* DIRECTIONS
Duplicate every line of the listing below word for word, omitting the pictures from your answer.
##### THE INPUT #####
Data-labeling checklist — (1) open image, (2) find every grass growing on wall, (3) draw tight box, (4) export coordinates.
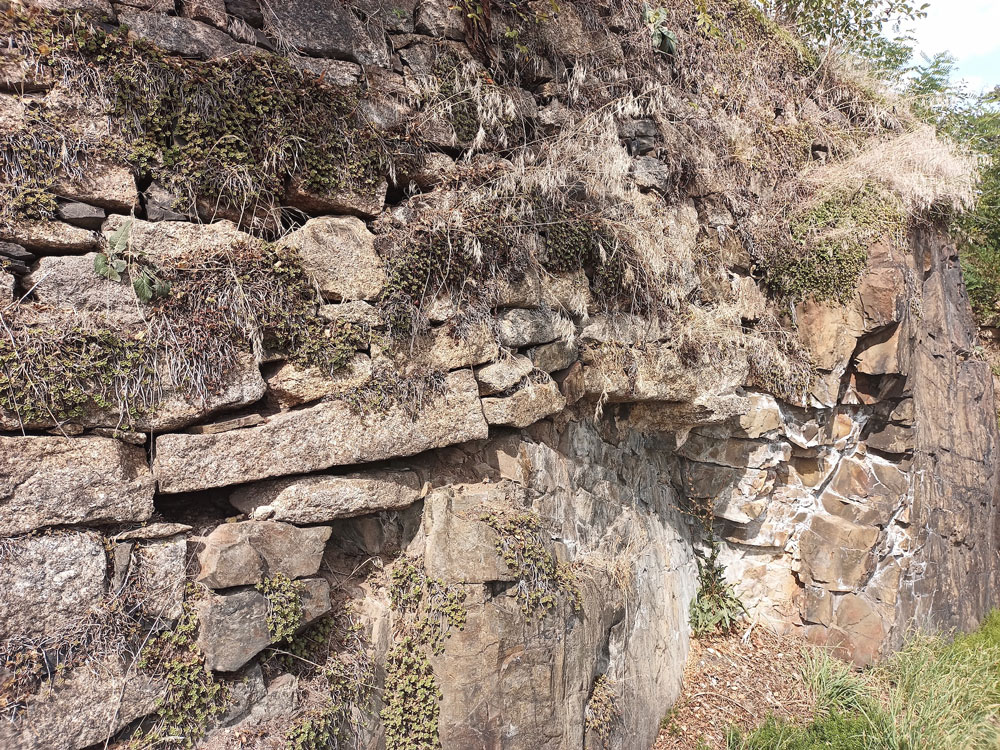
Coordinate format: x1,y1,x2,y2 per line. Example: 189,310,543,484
728,610,1000,750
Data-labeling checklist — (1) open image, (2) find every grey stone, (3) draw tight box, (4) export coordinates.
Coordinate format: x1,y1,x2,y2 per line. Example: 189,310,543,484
483,381,566,427
415,0,465,41
476,354,534,396
198,521,331,589
195,578,330,672
229,471,420,523
118,9,244,60
0,221,99,255
528,339,580,372
154,370,488,492
285,216,386,302
0,437,153,536
56,203,107,229
267,352,372,409
497,308,563,349
0,659,166,750
262,0,389,65
0,532,107,641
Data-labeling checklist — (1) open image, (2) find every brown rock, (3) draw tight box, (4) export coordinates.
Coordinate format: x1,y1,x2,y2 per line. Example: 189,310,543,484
267,352,372,409
118,8,247,60
483,381,566,427
0,659,166,750
195,578,330,672
198,521,331,589
229,471,420,524
476,354,534,396
0,437,153,536
154,370,488,492
0,532,107,641
285,216,386,302
0,221,99,255
799,516,879,591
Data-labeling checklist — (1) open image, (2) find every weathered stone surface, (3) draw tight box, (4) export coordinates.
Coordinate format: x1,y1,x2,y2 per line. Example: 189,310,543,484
198,521,331,589
0,221,99,255
0,437,153,536
52,159,139,213
527,339,580,372
263,0,388,65
497,308,566,349
0,271,17,304
415,0,465,41
0,660,166,750
56,203,107,229
483,381,566,427
0,49,55,94
476,354,534,396
0,532,107,641
424,488,517,583
380,323,500,376
101,214,253,258
118,8,244,60
267,352,372,409
154,370,488,492
196,589,271,672
229,471,420,524
195,578,330,672
285,216,386,302
285,176,389,219
184,0,226,30
132,535,187,622
24,253,143,325
799,515,878,591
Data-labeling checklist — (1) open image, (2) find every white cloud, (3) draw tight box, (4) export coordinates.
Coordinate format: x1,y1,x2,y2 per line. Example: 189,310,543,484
915,0,1000,62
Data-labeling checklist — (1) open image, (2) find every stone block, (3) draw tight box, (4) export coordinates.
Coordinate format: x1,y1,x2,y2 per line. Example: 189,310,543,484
154,370,489,492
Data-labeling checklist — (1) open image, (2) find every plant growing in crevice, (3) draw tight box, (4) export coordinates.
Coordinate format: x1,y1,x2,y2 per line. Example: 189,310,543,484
479,512,583,618
256,573,305,641
380,557,467,750
688,535,747,638
131,584,229,748
584,674,622,748
263,609,375,750
94,220,170,302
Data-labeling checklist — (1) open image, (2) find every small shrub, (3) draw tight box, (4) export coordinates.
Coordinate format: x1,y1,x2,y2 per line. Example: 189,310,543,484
688,539,746,638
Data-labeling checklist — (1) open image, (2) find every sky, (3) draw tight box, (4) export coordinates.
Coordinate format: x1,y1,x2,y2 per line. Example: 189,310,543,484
913,0,1000,91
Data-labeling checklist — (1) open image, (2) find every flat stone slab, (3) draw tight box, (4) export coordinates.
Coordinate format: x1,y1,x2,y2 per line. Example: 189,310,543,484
153,370,489,493
0,437,153,536
229,471,420,523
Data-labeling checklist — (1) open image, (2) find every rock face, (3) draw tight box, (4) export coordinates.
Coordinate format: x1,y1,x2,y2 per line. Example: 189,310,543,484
0,437,153,535
153,371,487,492
0,0,1000,750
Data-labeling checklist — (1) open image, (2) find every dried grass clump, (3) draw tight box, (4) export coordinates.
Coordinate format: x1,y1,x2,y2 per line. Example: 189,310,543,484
806,126,976,215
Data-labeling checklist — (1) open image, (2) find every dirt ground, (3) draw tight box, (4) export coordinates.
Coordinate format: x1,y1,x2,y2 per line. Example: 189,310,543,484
653,626,813,750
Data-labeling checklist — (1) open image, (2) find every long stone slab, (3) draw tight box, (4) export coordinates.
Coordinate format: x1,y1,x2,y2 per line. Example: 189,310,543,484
0,437,153,536
153,370,489,493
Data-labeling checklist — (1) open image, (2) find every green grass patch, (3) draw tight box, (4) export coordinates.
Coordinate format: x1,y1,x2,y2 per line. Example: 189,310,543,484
727,611,1000,750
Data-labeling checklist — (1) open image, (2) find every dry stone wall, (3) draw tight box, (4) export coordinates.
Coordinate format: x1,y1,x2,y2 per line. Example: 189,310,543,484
0,0,1000,750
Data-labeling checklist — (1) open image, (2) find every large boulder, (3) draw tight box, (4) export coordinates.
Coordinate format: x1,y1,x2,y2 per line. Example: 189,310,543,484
263,0,389,65
285,216,386,302
154,370,488,492
0,532,107,641
198,521,332,589
0,660,166,750
195,578,330,672
0,437,153,536
229,471,420,523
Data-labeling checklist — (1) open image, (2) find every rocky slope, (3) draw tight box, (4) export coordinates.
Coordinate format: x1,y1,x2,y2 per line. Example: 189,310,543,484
0,0,1000,750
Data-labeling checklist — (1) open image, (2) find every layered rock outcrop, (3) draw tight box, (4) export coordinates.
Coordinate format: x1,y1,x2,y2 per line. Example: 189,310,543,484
0,0,1000,750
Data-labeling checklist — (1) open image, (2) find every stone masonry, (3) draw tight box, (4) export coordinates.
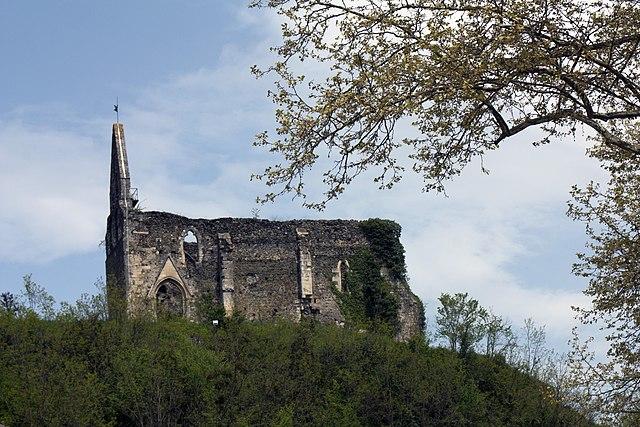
#####
* TASK RESPONSE
Data-labeling checklist — (1) open image, (2) find every grass growing on wall, (3) draw tight box, (4) export coordinates.
Coordinate format: x1,y1,x2,y2 per line. Example: 189,310,543,484
728,610,1000,750
Data-labeling checklist — (1) open image, (2) find every grey stone, (3) draw tight box, (4) export coordinates.
Coordinate format: x1,y1,x2,y2 per line. Example: 189,310,543,484
483,381,566,427
415,0,465,41
476,354,534,396
198,521,331,589
195,578,330,672
229,471,420,523
118,9,244,60
0,221,99,255
528,339,580,372
154,370,488,492
285,216,386,302
0,437,153,536
56,203,107,229
267,352,372,409
497,308,563,349
0,659,166,750
262,0,389,65
0,532,107,641
Data-labeling checklist — (1) open image, (2) find every brown rock, (3) draw tight box, (4) export coordinates.
Coordinate format: x1,y1,x2,y2 per line. Example: 189,310,543,484
267,352,372,409
118,8,247,60
483,381,566,427
0,659,166,750
195,578,330,672
198,521,331,589
229,471,420,524
476,354,534,396
0,437,153,536
154,370,488,492
0,532,107,641
285,216,386,302
0,221,99,255
799,516,879,591
Data-labeling checklist — (1) open image, (2) find every weathered stone surface, (3) draw tight box, (4) export coordinates.
Coordinate format: x1,y1,x2,y2 per line. Example: 189,310,543,484
198,521,331,589
0,221,99,255
0,437,153,536
52,159,139,213
527,339,580,372
263,0,388,65
497,308,566,349
0,271,17,304
415,0,465,41
0,660,166,750
56,203,107,229
483,381,566,427
0,49,55,94
476,354,534,396
0,532,107,641
424,488,517,583
380,323,500,376
101,214,253,258
118,8,244,60
267,352,372,409
154,370,488,492
196,589,271,672
229,471,420,524
195,578,330,672
285,216,386,302
285,176,389,219
184,0,226,30
132,535,187,622
24,253,143,325
799,515,878,591
Data-labeling checklist — (1) open image, (2) find every white cloud, (3) draw tight box, (4) export coordinates.
Coordinate format: x1,y1,x2,y2 per line. Example: 189,310,543,484
915,0,1000,62
Data-labeling checklist — (1) open image, (2) find every stone block, (3) draw tight box, (4) export coordinates.
Coordinate format: x1,y1,x2,y2 per line. Example: 189,310,543,484
154,370,489,492
Data-labeling checklist — (1) open image, (2) find every plant growing in crevice, (3) draw tight box, (4) export coordinates.
Coordinate format: x1,y1,x2,y2 per line. Example: 189,310,543,484
479,512,583,618
256,573,305,641
380,557,467,750
688,535,747,638
131,584,229,748
584,674,622,748
263,609,375,750
94,220,170,302
Data-labeling checklist — (1) open image, (2) find every small shrub, (3) draw tight box, (4) export coordinates.
Coordinate format: x1,y1,x2,y2 per line. Example: 189,310,543,484
688,539,746,638
Data-labeling checklist — (1) open image, (2) find every sky, (3) draw tight box, (4) export coordinates.
Coordinate format: x1,y1,x2,y2 per line. Example: 189,310,543,484
913,0,1000,91
Data-labeling checklist — (1) open image, (2) find every flat stone slab, (3) draw tight box, (4) export coordinates.
Coordinate format: x1,y1,x2,y2 per line. Example: 189,310,543,484
153,370,489,493
0,437,153,536
229,471,420,523
Data-labeling checklist — (1) open image, (2) find every rock face, (3) draw tight box, (4) export coordinates.
Coordinate format: x1,y1,x2,y2 per line. Example: 189,310,543,484
0,437,153,535
153,371,487,492
0,0,1000,750
Data-labeling checklist — (1) open image, (2) find every dried grass clump, (3) draw tight box, (4) export coordinates.
Coordinate format: x1,y1,x2,y2 per line. Example: 189,310,543,484
806,126,976,215
Data-labeling checklist — (1) open image, (2) find every dirt ground, (3) draw tight box, (4) export coordinates.
Coordinate format: x1,y1,x2,y2 per line. Example: 189,310,543,484
653,626,813,750
Data-labeling checklist — (1) open image, (2) find every long stone slab, (3) draw tight box, (4) export coordinates.
Coordinate format: x1,y1,x2,y2 per line. Example: 189,310,543,484
0,437,153,536
153,370,489,493
Data-labeling checklist — (1) open image, (2) find every green grass patch, (3) draw tight box, (4) export coordinates.
Coordinate format: x1,y1,x2,y2 per line. Example: 189,310,543,484
727,611,1000,750
Data-labeling checklist — (1) open image, (2) find every dry stone wall, (3) draw tight box, (4) export coordinates.
Coordinate format: x1,y1,x2,y2 per line. Example: 189,310,543,484
0,0,1000,750
Data-labeling checklist — (1) open image, (2) find every large boulder, (3) draw tight box, (4) export coordinates.
Coordinate format: x1,y1,x2,y2 per line. Example: 189,310,543,484
263,0,389,65
285,216,386,302
154,370,488,492
0,532,107,641
198,521,332,589
0,660,166,750
195,578,330,672
0,437,153,536
229,471,420,523
Data-labeling checklist — (1) open image, (2) find every rocky slope, (3) draw tight box, (4) export coordinates.
Coordinate format: x1,y1,x2,y2 per line. Example: 189,310,543,484
0,0,1000,750
Data-labeling checklist — (1) open image, (2) find every layered rock outcrop, (3) draw tight box, (4) export coordinates.
Coordinate format: x1,y1,x2,y2 per line. Example: 189,310,543,484
0,0,1000,750
Data-labeling checklist — (1) open image, (2) find every stone masonry, (3) draw tight box, (4) export coordinates.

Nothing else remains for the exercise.